---------- PASSAGE GIVEN

As a result, Jack has limited strength and mobility on his right side, has had grand mal seizures, and a host of physical challenges.
Despite that reality, Jack has been unrelenting in the pursuit of his dreams.
“I think what’s important is to keep telling yourself that you can, and to be a very perseverant person,” said Goldberg.
Jack demonstrates his perseverance in the saddle at Millar Brooke Farm in Perth, where he and his horse are hurdling over a series of towering obstacles.
“Jack is a better rider than a lot of people I have coached in my life,” said Amy Millar.
Amy and Ian Millar, Olympians and Canadian equestrian royalty, have been coaching Jack for more than a year now.
“He never gives up and he works like crazy,” said Ian Millar.
“And that’s the formula for success. Find something you’re passionate about, learn all about it, and never give up and you will be successful. Jack Goldberg will be successful,” he said.
Jack was just six years old when he started riding with the support, guidance and encouragement of his first long-time coach and equestrian, Taylor Brooks.
“Taylor really brought Jack up the ranks,” said Jack’s mom, Whitney.
The saddle quickly became Jack’s ultimate happy place.
“As soon as you get on the horse, all aspects of your world, except for riding, just kind of shut out,” he said.
A few years in, Jack started competing on the horse circuit and winning.
“I went to the Provincials at the age of 11 and won that against fully able-bodied people. I got all top ten positions and ended being the overall champion,” he said
He now trains and rides internationally in Florida and Kentucky; his coaches impressed by his skills and natural horsemanship.

--------------------

▶ EXERCISES TO COMPLETE
[A] Transcribe the passage on Jack's riding from "The saddle quickly" to "circuit and winning.".
[B] In the passage on Jack's riding, at what age did Jack start riding?

---------- EXTRACTED DATA

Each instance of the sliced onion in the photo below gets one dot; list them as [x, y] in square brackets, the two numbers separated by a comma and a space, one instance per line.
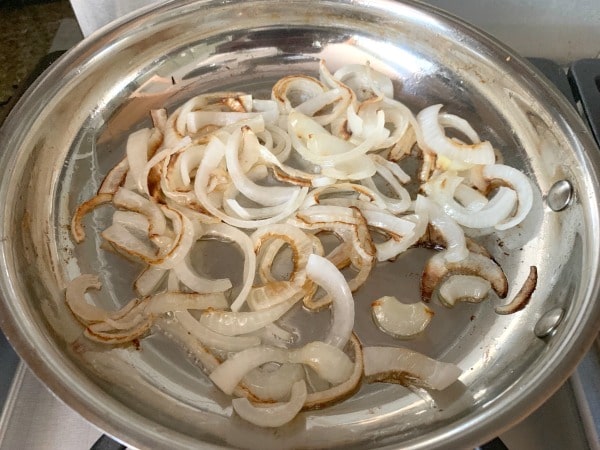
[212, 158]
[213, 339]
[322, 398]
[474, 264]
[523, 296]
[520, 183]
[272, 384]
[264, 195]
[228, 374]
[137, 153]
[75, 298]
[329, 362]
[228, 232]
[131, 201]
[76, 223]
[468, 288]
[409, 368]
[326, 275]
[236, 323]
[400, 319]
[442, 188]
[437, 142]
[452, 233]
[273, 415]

--------------------
---------- EXTRACTED DATA

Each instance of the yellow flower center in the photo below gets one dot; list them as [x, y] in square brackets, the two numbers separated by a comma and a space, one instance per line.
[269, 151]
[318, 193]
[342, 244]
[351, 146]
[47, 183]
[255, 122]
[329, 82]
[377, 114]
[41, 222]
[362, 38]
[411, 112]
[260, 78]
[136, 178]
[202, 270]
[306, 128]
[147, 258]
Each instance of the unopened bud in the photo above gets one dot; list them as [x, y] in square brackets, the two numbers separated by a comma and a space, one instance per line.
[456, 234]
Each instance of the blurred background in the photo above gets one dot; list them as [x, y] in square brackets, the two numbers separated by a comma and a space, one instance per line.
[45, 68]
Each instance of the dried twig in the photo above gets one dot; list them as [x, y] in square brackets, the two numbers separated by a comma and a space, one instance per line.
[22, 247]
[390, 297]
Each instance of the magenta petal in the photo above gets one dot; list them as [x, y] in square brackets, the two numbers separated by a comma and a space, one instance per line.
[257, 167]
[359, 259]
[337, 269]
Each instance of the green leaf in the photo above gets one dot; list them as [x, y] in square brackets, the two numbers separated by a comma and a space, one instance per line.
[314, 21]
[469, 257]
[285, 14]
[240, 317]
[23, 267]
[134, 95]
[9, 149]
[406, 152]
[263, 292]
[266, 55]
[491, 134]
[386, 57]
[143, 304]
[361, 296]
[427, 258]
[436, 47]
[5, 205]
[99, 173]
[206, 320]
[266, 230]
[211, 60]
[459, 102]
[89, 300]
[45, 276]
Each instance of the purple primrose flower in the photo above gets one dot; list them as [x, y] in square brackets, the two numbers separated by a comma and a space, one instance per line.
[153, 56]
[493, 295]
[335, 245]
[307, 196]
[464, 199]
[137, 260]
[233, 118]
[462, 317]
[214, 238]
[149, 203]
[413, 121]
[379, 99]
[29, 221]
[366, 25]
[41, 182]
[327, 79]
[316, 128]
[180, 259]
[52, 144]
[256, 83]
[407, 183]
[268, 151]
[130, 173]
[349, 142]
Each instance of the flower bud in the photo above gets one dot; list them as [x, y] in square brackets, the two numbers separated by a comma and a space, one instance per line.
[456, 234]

--------------------
---------- EXTRACTED DATA

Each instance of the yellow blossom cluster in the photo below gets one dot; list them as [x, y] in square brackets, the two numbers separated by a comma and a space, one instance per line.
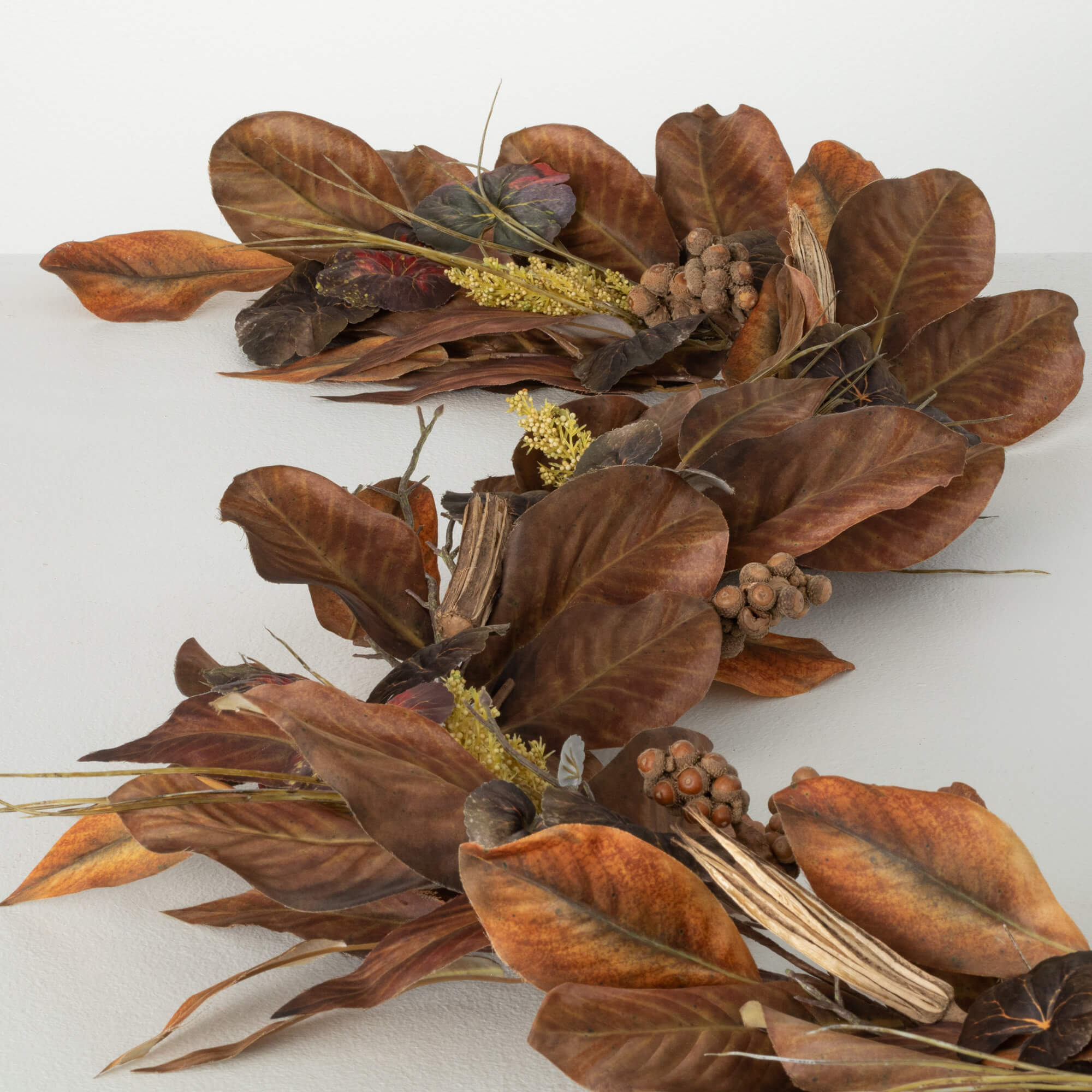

--------------------

▶ SOLUTIONS IN ORDER
[A]
The saddle quickly became Jack’s ultimate happy place.
“As soon as you get on the horse, all aspects of your world, except for riding, just kind of shut out,” he said.
A few years in, Jack started competing on the horse circuit and winning.

[B] He was six years old.